» **Passage to read**:
# # #

CULTURE

All the Most Vicious, Questioning Takedowns of Leonardo da Vinci’s $450-Million Painting Salvator Mundi

“This Jesus, far from saving the world, might struggle to save himself a seat on a crosstown bus.”

by Steph Eckardt

Mundi_framed.jpg
Courtesy of Christie’s

Salvator Mundi, which was reportedly Leonardo da Vinci’s last painting in private hands, and is now the most expensive work of art ever sold, has been shrouded in mystery practically since it was first created around 1500. Since then, it’s fallen into the possession of everyone from King Charles I to a Russian fertilizer salesman with connections to Donald Trump, gone missing for 150 years, been sold by Sotheby’s for a mere £45 less than 100 years ago, and most recently landed at the center of a marketing campaign like that of summer blockbuster movie by Christie’s, which kicked off with invitations to an “unveiling” of a work that the auction house refused to identify beforehand.

The portrait of Jesus, aka the “Savior of the World,” was a bit slow to gain attention at first, but it wasn’t long before Patti Smith, Jennifer Lopez, and Alex Rodriguez dropped by to take a look. Leonardo DiCaprio also stopped by to pay homage to his namesake—whom he’ll play in an upcoming biopic. The moment was captured in a promotional video released by Christie’s, whose executives have touted the painting as “the discovery of a new planet.”

# # #

» **What you will do**:
1. In the Salvator Mundi article, rewrite the part that opens with the words "Salvator Mundi, which" and closes with "to identify beforehand.", putting "Russian businessman" in place of "Russian fertilizer salesman".
2. Name every person who, according to the Salvator Mundi article, came by to see the painting.

» **Dataset entries**:
# # #

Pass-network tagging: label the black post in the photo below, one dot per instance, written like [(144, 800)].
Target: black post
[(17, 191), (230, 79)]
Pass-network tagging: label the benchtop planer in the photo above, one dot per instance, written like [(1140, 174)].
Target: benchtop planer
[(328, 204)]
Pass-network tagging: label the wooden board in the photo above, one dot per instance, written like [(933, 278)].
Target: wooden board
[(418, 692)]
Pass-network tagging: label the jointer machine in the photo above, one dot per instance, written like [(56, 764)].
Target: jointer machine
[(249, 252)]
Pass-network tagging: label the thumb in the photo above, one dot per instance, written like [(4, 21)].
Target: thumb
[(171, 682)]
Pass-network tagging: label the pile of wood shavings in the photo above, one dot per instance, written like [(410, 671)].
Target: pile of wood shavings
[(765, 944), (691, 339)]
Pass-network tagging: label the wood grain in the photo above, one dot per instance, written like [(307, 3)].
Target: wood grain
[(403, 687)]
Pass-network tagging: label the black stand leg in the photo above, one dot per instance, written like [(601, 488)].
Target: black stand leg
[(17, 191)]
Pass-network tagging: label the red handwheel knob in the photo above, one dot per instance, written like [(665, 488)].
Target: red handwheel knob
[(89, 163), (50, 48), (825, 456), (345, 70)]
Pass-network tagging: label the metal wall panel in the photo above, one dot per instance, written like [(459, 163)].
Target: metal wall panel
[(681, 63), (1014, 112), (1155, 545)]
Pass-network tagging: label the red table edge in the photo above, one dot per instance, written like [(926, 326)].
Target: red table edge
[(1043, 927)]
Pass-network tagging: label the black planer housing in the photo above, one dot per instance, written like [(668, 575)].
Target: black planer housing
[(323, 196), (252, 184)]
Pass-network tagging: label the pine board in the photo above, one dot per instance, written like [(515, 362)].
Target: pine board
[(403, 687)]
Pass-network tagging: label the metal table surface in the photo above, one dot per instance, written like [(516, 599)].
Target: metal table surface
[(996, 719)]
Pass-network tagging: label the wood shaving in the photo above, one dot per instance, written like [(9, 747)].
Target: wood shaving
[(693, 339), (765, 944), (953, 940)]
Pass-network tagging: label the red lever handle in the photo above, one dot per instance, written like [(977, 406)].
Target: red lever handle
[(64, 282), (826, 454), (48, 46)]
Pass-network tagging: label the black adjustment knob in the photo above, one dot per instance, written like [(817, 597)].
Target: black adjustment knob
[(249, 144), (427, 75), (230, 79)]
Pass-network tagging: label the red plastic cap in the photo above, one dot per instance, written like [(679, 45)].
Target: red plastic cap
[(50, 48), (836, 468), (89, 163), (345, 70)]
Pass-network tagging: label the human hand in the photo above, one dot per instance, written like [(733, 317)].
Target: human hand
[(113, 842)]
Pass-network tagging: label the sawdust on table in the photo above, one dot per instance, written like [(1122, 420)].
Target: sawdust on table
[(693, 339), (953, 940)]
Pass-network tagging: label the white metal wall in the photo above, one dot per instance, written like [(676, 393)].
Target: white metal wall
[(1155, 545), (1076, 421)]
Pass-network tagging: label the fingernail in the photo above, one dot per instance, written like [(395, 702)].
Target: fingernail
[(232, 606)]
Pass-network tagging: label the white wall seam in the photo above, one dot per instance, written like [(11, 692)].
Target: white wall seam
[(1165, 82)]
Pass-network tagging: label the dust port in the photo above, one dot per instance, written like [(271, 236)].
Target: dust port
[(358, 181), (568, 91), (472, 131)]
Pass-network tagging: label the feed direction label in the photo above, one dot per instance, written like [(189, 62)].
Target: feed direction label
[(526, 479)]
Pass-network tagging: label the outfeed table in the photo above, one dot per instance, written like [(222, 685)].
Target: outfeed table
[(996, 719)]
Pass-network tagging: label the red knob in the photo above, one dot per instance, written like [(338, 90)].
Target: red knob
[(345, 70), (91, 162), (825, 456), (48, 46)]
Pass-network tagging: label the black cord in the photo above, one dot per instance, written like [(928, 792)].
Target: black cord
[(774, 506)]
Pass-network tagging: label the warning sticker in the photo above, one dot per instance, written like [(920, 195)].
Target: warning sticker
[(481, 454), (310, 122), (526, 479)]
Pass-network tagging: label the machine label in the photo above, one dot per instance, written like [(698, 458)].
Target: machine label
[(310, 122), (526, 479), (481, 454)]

# # #

» **Replies**:
1.
Salvator Mundi, which was reportedly Leonardo da Vinci’s last painting in private hands, and is now the most expensive work of art ever sold, has been shrouded in mystery practically since it was first created around 1500. Since then, it’s fallen into the possession of everyone from King Charles I to a Russian businessman with connections to Donald Trump, gone missing for 150 years, been sold by Sotheby’s for a mere £45 less than 100 years ago, and most recently landed at the center of a marketing campaign like that of summer blockbuster movie by Christie’s, which kicked off with invitations to an “unveiling” of a work that the auction house refused to identify beforehand.

2. Patti Smith, Jennifer Lopez, Alex Rodriguez, Leonardo DiCaprio